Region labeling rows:
+++
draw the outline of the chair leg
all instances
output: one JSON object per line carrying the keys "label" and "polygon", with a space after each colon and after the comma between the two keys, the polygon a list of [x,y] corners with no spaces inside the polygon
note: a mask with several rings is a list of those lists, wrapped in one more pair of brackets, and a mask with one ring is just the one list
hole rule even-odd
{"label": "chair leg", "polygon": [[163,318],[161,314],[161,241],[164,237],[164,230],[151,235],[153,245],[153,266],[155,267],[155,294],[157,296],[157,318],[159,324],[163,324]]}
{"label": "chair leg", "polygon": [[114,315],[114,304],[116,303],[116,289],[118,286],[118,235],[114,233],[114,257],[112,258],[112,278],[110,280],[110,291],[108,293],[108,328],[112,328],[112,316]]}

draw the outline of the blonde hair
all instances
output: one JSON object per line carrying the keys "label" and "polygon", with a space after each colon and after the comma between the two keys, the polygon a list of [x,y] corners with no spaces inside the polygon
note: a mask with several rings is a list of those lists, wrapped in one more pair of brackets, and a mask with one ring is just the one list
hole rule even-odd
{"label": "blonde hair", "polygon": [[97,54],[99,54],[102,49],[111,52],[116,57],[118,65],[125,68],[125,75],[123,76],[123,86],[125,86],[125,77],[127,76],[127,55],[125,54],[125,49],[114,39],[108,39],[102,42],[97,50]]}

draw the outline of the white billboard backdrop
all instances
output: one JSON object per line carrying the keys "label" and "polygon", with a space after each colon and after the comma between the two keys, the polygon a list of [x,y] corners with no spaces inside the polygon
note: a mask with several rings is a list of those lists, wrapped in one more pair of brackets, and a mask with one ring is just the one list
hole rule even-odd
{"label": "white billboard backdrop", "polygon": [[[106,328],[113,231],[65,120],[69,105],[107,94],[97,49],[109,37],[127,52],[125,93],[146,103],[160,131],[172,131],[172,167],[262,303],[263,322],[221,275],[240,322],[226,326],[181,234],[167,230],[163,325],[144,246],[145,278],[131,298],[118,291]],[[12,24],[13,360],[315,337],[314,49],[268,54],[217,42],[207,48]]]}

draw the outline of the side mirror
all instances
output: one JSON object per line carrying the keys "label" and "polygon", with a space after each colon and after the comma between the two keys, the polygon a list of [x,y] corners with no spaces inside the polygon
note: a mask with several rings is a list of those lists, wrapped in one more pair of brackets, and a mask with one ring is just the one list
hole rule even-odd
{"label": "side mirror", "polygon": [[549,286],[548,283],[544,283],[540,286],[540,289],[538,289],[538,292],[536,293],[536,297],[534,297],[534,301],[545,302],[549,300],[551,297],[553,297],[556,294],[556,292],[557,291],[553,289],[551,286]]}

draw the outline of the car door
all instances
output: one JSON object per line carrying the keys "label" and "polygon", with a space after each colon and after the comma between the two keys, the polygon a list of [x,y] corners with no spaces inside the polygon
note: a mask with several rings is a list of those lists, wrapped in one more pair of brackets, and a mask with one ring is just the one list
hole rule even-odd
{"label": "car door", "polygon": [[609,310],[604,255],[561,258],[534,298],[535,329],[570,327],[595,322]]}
+++
Set exercise -
Print all of the rows above again, line for line, with no changes.

Correct response -
draw the outline of the chair leg
all instances
output: one JSON object per line carrying the keys "label" and "polygon", with a space after each colon and after the comma between the two keys, the polygon a list of [x,y] corners with no spaces inside the polygon
note: a mask with several rings is a list of those lists, wrapped in one more pair of brackets, and a mask with one ring is just the one list
hole rule even-odd
{"label": "chair leg", "polygon": [[163,318],[161,314],[161,241],[164,237],[164,230],[151,235],[153,245],[153,266],[155,267],[155,294],[157,296],[157,318],[159,324],[163,324]]}
{"label": "chair leg", "polygon": [[114,315],[114,304],[116,303],[116,289],[118,286],[118,235],[114,233],[114,257],[112,258],[112,278],[110,280],[110,291],[108,293],[108,328],[112,328],[112,316]]}

draw the outline of the blonde hair
all instances
output: one JSON object per line carrying the keys "label" and "polygon", with a space after each colon and after the comma between the two keys, the polygon a list of [x,y] corners with no spaces inside the polygon
note: a mask with several rings is a list of those lists, wrapped in one more pair of brackets, and a mask with one ring is just the one list
hole rule even-odd
{"label": "blonde hair", "polygon": [[97,54],[99,54],[102,49],[111,52],[116,57],[118,65],[125,68],[125,75],[123,76],[123,86],[125,86],[125,77],[127,76],[127,55],[125,54],[125,49],[114,39],[108,39],[102,42],[97,50]]}

draw the outline of the white billboard backdrop
all instances
output: one JSON object per line carrying the keys "label" and "polygon", with a space after each colon and after the comma between the two keys, the polygon a list of [x,y] corners with no spaces inside the polygon
note: a mask with several rings is a list of those lists, wrapped in one more pair of brackets, and a mask with one ring is just the one list
hole rule even-odd
{"label": "white billboard backdrop", "polygon": [[[106,328],[113,231],[65,120],[69,105],[107,94],[97,49],[109,37],[127,52],[125,93],[146,103],[160,131],[172,131],[172,167],[262,303],[263,322],[221,275],[240,322],[226,326],[181,234],[167,230],[163,325],[144,246],[145,278],[131,298],[118,291]],[[12,24],[13,360],[315,337],[314,49],[268,54],[217,42],[207,48]]]}

draw the outline of the side mirror
all instances
output: one JSON object per line carrying the keys "label" and "polygon", with a space after each colon and after the comma between the two keys, the polygon a list of [x,y] corners with no spaces inside the polygon
note: a mask with several rings is a list of those lists, wrapped in one more pair of brackets, and a mask with one ring is just the one list
hole rule even-odd
{"label": "side mirror", "polygon": [[549,286],[548,283],[544,283],[540,286],[540,289],[538,289],[538,292],[536,293],[536,297],[534,297],[534,301],[545,302],[549,300],[551,297],[553,297],[556,294],[556,292],[557,291],[553,289],[551,286]]}

draw the outline of the car door
all instances
output: one JSON object per line carrying the keys "label" and "polygon", with a space after each colon and after the comma between the two keys, the polygon a list of [x,y] corners with no spaces inside the polygon
note: a mask with several rings is a list of those lists, wrapped in one more pair of brackets, and a mask with one ring is just the one list
hole rule even-odd
{"label": "car door", "polygon": [[609,310],[604,255],[561,258],[534,298],[535,329],[570,327],[595,322]]}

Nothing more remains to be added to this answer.